**EXERCISE REQUIREMENTS:**
Work out how many lines in this listing hold the word "string", and give the number with nothing added.

**SUPPLIED RECORDS:**
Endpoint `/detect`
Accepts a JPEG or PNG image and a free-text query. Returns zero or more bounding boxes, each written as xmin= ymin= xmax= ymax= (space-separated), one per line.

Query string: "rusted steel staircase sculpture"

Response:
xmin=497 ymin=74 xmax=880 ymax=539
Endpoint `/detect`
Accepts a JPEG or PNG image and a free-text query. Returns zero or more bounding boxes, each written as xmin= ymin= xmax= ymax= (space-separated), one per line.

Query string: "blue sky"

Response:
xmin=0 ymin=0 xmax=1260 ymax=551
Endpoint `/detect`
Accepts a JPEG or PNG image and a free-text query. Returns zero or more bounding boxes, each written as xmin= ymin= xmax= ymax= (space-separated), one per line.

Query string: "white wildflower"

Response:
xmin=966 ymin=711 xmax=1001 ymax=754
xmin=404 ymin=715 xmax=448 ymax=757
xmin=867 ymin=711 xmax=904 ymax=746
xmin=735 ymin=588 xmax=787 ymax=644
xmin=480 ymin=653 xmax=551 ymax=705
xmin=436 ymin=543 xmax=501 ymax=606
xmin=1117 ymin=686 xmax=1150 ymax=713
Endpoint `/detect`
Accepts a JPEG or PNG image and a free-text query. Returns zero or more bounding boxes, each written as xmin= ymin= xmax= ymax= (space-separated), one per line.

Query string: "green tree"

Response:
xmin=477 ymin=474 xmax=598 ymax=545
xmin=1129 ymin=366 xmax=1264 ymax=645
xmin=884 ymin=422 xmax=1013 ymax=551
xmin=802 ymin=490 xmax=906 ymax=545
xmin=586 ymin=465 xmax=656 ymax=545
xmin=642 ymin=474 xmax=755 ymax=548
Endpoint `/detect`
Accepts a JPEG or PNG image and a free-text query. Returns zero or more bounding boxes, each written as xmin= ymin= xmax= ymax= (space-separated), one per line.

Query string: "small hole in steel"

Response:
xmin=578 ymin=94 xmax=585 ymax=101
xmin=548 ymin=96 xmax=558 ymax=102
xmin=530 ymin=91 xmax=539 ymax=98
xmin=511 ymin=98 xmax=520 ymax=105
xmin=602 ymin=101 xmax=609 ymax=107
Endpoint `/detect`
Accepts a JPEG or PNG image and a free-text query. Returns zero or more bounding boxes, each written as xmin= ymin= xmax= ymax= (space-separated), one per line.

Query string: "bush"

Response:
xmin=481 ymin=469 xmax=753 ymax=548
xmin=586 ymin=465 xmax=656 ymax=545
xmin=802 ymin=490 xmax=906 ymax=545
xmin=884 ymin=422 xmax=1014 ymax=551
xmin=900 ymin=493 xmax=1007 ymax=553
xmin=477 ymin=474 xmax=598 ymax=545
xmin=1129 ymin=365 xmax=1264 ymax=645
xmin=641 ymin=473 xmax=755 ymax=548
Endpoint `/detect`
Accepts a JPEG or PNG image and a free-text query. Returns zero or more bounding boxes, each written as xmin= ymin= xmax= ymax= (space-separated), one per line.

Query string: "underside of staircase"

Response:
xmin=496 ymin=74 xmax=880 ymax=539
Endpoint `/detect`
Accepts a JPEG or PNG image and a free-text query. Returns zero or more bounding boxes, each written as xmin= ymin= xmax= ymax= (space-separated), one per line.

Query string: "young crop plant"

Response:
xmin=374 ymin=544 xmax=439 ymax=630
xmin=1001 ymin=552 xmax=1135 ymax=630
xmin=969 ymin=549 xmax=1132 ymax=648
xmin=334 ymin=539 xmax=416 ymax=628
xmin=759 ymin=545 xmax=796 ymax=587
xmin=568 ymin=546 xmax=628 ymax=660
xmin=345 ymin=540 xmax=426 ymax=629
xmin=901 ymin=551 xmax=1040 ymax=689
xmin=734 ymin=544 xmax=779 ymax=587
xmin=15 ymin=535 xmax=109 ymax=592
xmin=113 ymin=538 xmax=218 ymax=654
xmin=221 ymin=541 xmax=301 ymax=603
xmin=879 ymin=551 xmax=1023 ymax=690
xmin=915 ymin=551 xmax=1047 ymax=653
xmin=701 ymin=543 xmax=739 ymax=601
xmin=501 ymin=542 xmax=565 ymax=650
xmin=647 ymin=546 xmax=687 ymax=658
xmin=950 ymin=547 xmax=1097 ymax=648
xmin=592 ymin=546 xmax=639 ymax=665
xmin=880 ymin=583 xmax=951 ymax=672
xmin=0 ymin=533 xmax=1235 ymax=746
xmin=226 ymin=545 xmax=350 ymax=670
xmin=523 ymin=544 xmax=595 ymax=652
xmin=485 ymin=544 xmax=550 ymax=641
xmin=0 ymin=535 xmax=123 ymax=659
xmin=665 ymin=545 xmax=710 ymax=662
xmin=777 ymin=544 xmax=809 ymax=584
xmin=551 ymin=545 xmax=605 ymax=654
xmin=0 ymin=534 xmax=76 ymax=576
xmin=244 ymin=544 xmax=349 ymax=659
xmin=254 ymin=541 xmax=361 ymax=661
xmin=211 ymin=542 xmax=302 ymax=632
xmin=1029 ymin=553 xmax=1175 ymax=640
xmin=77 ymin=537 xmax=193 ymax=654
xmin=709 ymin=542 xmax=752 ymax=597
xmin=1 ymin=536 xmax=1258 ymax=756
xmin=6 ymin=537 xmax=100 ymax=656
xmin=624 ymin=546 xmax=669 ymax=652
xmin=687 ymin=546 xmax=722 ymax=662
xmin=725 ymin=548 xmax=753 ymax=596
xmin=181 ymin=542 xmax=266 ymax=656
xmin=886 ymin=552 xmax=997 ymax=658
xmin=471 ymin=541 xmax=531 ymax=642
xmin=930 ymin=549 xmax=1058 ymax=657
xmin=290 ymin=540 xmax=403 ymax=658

**YOUR SOLUTION:**
8